- WHAT TO DO -
In the post on Laval below, why were the Royalists who took the city in 1793 trying to reach Granville?

- SOURCE EXCERPT -
>>

Laval is in the Mayenne!

Ok so this is an update text and will keep the black and white format . I have several posts with pictures on Laval in my blog and this one was sort of an introduction to the city we like. Hope you enjoy the post and again thanks for reading me over the years!

And on a very rainy even grail and humid evening in my gorgeous Morbihan , I bring something close by again. This is the Mayenne dept 53 and Laval is the city. A nice one and my old boss native town lol! nice guy…Laval is in the Pays de la Loire and about 300 km from Paris. It was historically in the province of Maine, in the Breton and Angevin frontiers and not far from Normandie.

Laval is on the road axis linking Paris to Brest on the autoroute A81 and on the rail lines of Paris Montparnasse to Brest, been the gare de Laval served by the TGV Atlantique. It is also served by the TER Pays de la Loire going between Rennes and Le Mans or Nantes. You passed by quaint towns like Ernée and Craoin and even Fougéres. The course of the Mayenne river goes along the N162 road connecting Laval to Mayenne and even Angers. The road D31 connects Laval with Fougéres and Ernée. These cities I go thru many times on my runs to Paris. Locally, the bus service is handle by TUL and on the department of the Mayenne by Pégase, but never taken them so verify.

The city center is quant old and divided in two by the Mayenne river. The pedestrian streets with lots of shopping is around the Place du 11 novembre. The left bank is more residential . The most notable neighborhoods are between the Avesniéres on the south of city center and the Cathedral on the north around the Place de Hercé or along the rue du Lycée. The green spaces such as the Jardin de la Perrine and the quays on the left bank are also very chic.


A bit of history I like:

Laval is a relatively young city  for France, not existing before the 11C and mentioned for the frist time as Vallis Guidonis in the 13C or 14C meaning the valley of Guy reference to Lord Guy I, the first lord of  Laval.  There was a castle here very primitive reaching the Cathedral with a dirt moat controlling the access to the castle; the Basilica of Notre Dame d’Avesniéres was founded in the 12C by Lord Guy II of Laval.  The castle by 1206 extended to a plateau where it was the donjon and a ramparts wall of 1100 meters long. Guy XVII had ordered built the new castle around 1542 and it was renovated by 1747. Lord  Guy XVII was a member of the court of king François I and the House of Laval.

Many constructions were done following on the prosperous period of Laval, such as the Monastery of Ursulines, Monastery of Benedictines and the Church of the Capucins, all destroyed during the French revolution. During the wars of the Vendée (against the French revolution) the city is taken by the Royalists in 1793 in the battle of Laval, they were trying to reach Granville to receive support from England but the expedition to Normandy failed and the revolutionaries overtook Laval later in the year eventually losing the siege of Angers and defeated by Republican armies.

<<

- DATA SHOWN -

>>

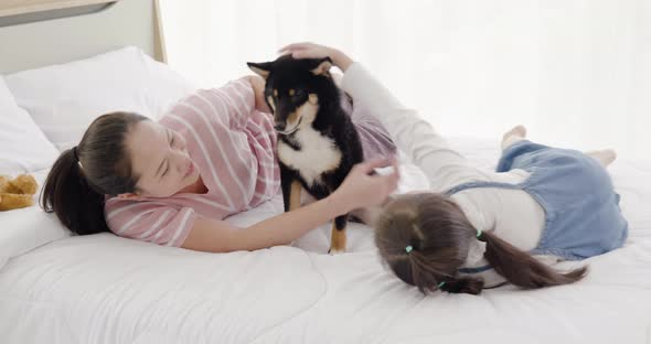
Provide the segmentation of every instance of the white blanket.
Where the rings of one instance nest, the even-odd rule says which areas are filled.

<<

- WRITTEN ANSWER -
They were trying to reach Granville to receive support from England.